▸ **Reading text**
>>>
October 19, 2011

The Edge Effect

I’ve just learned about “the edge effect.”  In nature, the interface between two ecological systems – the edge – is one of the most fertile, diverse, resilient, innovative  spaces. Think of a forest and a meadow, or a mountain and river valley. Taken separately, each system has unique characteristics that define its identity: the type of soil, availability of water, amount of sun, species of plants, and types of animals are different. Each can be a healthy, vital, stable little system on its own. 

But when different systems overlap, the potential for growth, abundance, diversity, resources, and resiliency increase. Therefore, one principle for creating sustainable ecological systems – or human cultures – is to “maximize the edges” or “value the marginal.” Maybe this is where we get the common phrase “the growing edge?”

On YouTube I found a video about the edge effect regarding woodland diversity. But last week I heard another intriguing example from a friend. In commenting about the Occupy Wall Street protest in New York City, she believed the location in Zuccotti Park is a major factor in its ability to generate attention. Not only is the location adjacent to Wall Street (the obvious point of the protest), but the encampment sits right in the middle of a densely packed, high traffic area of tourists and working people. There are a lot of edges, creating the opportunity for interaction, visibility, and engagement. Yes, the protest and encampment is disturbing the previous ecosystem in this place, but that’s the point. (Depending on your views, that may be a good thing or a bad thing!) While we have yet to see what fully emerges from this protest, this edgy event certainly exhibits signs of life and resiliency to date.
<<<
▸ **Raw data**
>>>
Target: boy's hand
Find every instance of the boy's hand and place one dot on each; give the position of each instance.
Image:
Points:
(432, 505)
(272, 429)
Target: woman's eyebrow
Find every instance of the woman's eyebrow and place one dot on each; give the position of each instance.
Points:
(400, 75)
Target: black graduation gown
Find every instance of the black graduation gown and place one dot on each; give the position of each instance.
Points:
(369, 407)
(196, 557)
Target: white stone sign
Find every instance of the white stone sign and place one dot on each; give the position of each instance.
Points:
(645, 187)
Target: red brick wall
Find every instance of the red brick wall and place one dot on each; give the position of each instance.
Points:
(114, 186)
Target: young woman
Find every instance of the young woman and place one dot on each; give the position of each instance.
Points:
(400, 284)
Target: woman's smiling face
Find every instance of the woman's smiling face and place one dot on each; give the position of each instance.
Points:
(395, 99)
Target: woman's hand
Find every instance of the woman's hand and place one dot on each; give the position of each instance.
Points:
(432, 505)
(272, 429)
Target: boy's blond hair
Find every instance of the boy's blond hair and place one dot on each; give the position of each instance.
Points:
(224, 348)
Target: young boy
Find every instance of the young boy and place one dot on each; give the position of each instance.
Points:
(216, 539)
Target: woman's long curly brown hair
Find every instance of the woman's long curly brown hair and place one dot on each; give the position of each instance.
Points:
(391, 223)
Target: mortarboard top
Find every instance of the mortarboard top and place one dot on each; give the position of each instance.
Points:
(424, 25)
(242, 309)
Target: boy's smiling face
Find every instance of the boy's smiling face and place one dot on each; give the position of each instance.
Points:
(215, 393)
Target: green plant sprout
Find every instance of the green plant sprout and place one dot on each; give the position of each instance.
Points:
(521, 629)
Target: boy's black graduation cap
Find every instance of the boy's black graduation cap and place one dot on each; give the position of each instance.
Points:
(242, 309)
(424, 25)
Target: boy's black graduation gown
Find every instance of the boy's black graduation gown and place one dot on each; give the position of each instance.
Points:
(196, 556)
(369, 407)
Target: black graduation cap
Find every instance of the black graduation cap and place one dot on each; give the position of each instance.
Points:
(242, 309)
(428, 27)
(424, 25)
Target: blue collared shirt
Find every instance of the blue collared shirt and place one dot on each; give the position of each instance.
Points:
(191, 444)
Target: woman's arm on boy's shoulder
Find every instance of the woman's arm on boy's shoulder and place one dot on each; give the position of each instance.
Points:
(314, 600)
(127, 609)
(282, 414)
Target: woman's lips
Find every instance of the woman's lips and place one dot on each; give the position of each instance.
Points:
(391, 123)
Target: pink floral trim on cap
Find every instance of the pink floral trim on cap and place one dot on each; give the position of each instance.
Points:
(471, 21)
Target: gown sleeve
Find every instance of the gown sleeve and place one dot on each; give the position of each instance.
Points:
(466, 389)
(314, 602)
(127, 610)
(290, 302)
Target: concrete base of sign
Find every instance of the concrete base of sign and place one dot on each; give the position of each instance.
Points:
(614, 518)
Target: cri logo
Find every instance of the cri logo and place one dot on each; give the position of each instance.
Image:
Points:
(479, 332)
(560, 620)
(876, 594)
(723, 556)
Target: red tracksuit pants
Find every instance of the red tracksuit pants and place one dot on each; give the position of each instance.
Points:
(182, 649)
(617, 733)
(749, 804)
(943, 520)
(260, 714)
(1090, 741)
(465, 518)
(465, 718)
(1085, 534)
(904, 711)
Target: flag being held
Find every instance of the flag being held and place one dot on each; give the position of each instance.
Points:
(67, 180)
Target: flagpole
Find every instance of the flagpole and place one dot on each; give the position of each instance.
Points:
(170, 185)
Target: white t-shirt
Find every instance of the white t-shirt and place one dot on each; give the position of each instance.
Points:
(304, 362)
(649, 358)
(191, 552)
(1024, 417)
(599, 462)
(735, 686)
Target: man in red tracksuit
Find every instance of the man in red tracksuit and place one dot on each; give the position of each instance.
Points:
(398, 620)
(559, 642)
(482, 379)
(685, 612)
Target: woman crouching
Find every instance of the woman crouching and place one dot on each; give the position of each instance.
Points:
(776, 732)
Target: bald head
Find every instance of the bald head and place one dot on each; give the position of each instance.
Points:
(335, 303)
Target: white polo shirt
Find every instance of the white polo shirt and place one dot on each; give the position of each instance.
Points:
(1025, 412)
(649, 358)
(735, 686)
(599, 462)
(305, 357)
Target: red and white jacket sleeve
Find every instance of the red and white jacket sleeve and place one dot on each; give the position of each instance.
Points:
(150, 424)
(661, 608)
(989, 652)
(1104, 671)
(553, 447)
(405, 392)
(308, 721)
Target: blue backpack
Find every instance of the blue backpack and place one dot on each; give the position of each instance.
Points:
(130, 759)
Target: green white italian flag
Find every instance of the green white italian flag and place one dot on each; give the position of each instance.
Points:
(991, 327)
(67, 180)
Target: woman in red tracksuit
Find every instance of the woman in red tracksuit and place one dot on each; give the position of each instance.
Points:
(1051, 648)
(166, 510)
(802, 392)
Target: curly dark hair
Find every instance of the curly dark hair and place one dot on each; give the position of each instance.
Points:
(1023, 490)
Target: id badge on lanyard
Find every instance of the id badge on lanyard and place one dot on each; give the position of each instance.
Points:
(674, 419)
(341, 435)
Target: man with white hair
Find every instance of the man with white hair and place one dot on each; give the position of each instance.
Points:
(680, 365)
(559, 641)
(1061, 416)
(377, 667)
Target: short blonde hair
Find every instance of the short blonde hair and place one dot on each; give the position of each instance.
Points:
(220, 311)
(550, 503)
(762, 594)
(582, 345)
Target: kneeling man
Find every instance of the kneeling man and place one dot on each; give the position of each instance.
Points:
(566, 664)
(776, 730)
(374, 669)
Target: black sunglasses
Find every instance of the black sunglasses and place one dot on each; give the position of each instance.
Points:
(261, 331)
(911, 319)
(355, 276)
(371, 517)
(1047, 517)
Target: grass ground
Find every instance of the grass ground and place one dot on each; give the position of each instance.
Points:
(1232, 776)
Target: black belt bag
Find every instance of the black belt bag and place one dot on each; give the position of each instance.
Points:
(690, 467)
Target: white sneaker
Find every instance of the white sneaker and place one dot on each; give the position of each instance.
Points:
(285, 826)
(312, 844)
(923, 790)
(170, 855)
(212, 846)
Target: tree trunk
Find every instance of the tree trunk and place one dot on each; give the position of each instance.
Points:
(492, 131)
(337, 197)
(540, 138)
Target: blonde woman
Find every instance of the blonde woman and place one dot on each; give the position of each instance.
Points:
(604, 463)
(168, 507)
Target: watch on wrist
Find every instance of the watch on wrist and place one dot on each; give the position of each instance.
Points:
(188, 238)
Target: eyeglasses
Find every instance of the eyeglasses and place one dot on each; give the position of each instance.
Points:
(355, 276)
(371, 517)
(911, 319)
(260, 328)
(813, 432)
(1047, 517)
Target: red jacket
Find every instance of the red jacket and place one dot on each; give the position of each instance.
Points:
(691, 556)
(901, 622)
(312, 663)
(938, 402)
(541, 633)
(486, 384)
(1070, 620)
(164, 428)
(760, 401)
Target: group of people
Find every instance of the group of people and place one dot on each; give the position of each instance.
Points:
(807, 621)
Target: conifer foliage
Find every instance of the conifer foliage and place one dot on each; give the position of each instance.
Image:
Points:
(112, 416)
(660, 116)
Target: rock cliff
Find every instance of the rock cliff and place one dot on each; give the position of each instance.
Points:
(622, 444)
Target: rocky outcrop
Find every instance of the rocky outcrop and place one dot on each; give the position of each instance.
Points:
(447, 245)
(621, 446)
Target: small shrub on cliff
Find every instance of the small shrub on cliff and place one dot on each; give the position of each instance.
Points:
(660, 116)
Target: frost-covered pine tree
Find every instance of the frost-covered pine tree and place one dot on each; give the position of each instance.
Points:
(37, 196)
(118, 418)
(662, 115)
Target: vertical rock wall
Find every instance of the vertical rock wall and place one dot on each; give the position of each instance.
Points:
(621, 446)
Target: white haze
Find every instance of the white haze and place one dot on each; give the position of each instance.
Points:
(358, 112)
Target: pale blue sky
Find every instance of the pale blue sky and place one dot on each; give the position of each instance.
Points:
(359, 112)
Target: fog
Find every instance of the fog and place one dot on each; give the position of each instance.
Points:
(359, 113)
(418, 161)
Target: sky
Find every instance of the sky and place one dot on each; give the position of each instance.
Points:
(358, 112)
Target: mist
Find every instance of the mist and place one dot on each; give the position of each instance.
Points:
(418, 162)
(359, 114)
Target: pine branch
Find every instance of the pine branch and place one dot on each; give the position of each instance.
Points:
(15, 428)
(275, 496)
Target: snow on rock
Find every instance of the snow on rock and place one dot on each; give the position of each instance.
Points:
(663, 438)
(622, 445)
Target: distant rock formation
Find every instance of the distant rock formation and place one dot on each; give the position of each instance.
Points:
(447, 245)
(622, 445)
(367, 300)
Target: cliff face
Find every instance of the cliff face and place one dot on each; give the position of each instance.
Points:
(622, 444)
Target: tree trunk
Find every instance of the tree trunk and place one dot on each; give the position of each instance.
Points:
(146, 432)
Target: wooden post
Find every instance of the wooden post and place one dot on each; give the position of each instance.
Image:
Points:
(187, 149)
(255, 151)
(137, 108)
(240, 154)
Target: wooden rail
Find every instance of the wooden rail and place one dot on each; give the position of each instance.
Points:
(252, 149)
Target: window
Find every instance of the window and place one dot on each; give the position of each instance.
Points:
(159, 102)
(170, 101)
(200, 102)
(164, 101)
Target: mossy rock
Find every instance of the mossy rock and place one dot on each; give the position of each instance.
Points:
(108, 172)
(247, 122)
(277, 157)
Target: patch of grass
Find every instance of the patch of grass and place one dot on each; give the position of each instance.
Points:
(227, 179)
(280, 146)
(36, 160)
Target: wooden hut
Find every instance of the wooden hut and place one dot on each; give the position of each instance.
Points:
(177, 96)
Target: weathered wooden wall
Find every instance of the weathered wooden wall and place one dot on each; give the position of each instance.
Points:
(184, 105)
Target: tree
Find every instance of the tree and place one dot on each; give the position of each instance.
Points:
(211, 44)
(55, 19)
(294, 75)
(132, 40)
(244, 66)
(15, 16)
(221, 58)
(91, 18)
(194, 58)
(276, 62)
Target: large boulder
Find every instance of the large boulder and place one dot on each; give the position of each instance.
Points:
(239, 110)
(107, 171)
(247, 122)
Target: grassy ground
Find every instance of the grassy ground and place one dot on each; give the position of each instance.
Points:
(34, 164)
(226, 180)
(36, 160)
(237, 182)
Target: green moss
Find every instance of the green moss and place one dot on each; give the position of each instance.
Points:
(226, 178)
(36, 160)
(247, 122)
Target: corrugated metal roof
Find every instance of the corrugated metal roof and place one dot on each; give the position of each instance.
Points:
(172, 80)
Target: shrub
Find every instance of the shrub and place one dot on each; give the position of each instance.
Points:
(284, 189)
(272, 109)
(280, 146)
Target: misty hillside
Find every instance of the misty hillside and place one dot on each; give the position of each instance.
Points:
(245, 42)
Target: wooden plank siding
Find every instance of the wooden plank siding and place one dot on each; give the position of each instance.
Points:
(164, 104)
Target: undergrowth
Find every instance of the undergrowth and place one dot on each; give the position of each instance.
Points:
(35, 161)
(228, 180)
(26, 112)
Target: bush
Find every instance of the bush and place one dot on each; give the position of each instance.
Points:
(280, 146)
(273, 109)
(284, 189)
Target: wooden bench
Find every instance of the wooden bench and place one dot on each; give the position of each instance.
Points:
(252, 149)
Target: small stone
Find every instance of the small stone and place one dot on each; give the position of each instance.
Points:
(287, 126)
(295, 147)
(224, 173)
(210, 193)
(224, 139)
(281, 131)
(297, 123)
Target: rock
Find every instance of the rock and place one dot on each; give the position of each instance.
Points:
<<<
▸ **Check your understanding**
**A.** Reproduce the passage of the text on the edge effect starting with "I’ve just learned" and going on through "on its own.".
**B.** Pick up the text on the edge effect after its final sentence and write what comes next.

▸ **Answers to the exercise**
**A.**
I’ve just learned about “the edge effect.”  In nature, the interface between two ecological systems – the edge – is one of the most fertile, diverse, resilient, innovative  spaces. Think of a forest and a meadow, or a mountain and river valley. Taken separately, each system has unique characteristics that define its identity: the type of soil, availability of water, amount of sun, species of plants, and types of animals are different. Each can be a healthy, vital, stable little system on its own.

**B.**
But what could the edge effect mean for our church life? Can we learn from this intriguing design principle of the Creator and apply it to our contemporary struggles? Can we follow in Jesus’ footsteps by walking in the intersections and margins of life?

Here are some questions we might ask:

  • What are the core elements of your congregational identity? What’s the “DNA” of your church that makes it a unique, healthy, and Spirited place?
  • Where is the perimeter of your congregation? How far are you reaching out, or do you feel encroached upon, and why?
  • What other “systems” surround your congregation? Maybe the neighborhood, other organizations in your area, or groups of people who are different from you.
  • How many edges do you have? Are they strong or porous boundaries? Is the activity along your edges showing signs of life or decay?
  • If you were to focus on one growing edge for your congregation – striving for abundance, creativity, and resiliency - which one would it be, and why? What will be your first step toward maximizing its edge effect?